_Required task A_. From the emergency fund post, copy verbatim the part that opens with the words containing "For example, shortly" and closes with "answer is YES!".
_Required task B_. Decide whether each statement agrees with the emergency fund post, answering yes or no and quoting the deciding words: (i) The author's car window was shattered shortly after moving into a new neighborhood. (ii) Money that is invested is guaranteed at least to stay the same. (iii) The author likens the emergency fund question to asking whether you need insurance.
:: Excerpt to read
As part of the pros vs cons debate series, I’ll be tackling a classic question in the personal finance world: Do you really need an emergency fund?
You can consider this question with the same perspective that you would use when answering the question ‘do you need insurance?’
You know the answer is yes, but while you are young and still think you are invincible, you default to thinking you don’t need it.
Your like, what could possibly happen?
It’s hard to plan ahead for the unexpected. Especially because you think the events that an emergency fund would protect against will never happen.
So it’s easy to never take the steps to secure yourself financially against these “unlikely events”.
BUT deep down we all know random things happen all the time. And its those random events that cause you to draw down on your emergency fund.
Think of those Allstate commercials with the mayhem guy.
For example, shortly after I moved into a new neighborhood, I came home and found the back window of my car had been shattered by someone or something throwing a rock into it….
I was definitely surprised. But it happened. and I had to get it fixed – totally unexpectedly.
Now you may be wondering what this has to do with investing?
Investing comes with an inherent set of risks because unlike keeping your money in a savings account, the money you invest is not guaranteed to go up or even stay the same.
Instead you face the real risk of losing money with the tradeoff that you could also gain much more money than you could by keeping it in a savings account.
This is what’s known as the risk vs reward tradeoff.
So, do you need an emergency fund before you start investing?
My answer is YES!
Before you seek the higher returns available in stock investing, you want to be sure that your foundational expenses can be met, if something unfortunate or unexpected happens.
you want to have your emergency fund established before you leap into the world of investing.
::::
:: Dataset content
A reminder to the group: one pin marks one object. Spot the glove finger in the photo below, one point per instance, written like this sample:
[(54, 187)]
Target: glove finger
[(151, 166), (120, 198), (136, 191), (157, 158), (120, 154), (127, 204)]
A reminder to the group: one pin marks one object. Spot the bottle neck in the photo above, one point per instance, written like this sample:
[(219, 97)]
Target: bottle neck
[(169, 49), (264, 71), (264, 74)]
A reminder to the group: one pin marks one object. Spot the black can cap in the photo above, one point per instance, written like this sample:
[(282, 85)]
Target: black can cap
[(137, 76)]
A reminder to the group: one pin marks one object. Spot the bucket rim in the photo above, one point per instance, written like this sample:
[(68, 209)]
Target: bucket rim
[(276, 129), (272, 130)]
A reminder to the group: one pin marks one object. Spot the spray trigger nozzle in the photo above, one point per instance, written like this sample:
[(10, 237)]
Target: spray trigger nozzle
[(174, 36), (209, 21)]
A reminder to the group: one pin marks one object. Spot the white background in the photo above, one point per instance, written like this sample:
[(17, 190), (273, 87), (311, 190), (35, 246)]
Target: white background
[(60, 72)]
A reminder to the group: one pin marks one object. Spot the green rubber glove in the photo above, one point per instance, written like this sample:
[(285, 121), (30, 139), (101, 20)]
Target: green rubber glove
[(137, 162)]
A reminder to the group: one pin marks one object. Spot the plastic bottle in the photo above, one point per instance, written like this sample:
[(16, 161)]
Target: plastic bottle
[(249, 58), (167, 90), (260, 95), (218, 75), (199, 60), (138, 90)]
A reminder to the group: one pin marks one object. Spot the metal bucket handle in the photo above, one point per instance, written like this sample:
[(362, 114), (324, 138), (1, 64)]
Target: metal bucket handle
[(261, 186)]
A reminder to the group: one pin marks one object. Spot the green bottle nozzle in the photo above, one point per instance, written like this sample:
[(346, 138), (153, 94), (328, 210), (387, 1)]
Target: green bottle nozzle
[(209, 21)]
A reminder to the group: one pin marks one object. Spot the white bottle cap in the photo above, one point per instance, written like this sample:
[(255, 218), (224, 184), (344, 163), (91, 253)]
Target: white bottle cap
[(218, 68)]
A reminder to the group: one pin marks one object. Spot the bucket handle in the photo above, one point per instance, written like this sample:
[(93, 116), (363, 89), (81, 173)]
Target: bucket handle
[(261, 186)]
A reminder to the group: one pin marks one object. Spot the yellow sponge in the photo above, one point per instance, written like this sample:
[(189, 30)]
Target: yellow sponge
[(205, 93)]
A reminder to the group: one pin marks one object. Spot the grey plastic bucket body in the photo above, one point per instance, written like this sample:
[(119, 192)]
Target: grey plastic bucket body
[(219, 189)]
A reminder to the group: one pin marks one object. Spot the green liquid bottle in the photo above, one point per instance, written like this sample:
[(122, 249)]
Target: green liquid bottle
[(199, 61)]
::::
_Task output A_.
For example, shortly after I moved into a new neighborhood, I came home and found the back window of my car had been shattered by someone or something throwing a rock into it….
I was definitely surprised. But it happened. and I had to get it fixed – totally unexpectedly.
Now you may be wondering what this has to do with investing?
Investing comes with an inherent set of risks because unlike keeping your money in a savings account, the money you invest is not guaranteed to go up or even stay the same.
Instead you face the real risk of losing money with the tradeoff that you could also gain much more money than you could by keeping it in a savings account.
This is what’s known as the risk vs reward tradeoff.
So, do you need an emergency fund before you start investing?
My answer is YES!

_Task output B_.
(i) Yes: "shortly after I moved into a new neighborhood, I came home and found the back window of my car had been shattered"
(ii) No: "the money you invest is not guaranteed to go up or even stay the same"
(iii) Yes: "You can consider this question with the same perspective that you would use when answering the question ‘do you need insurance?’"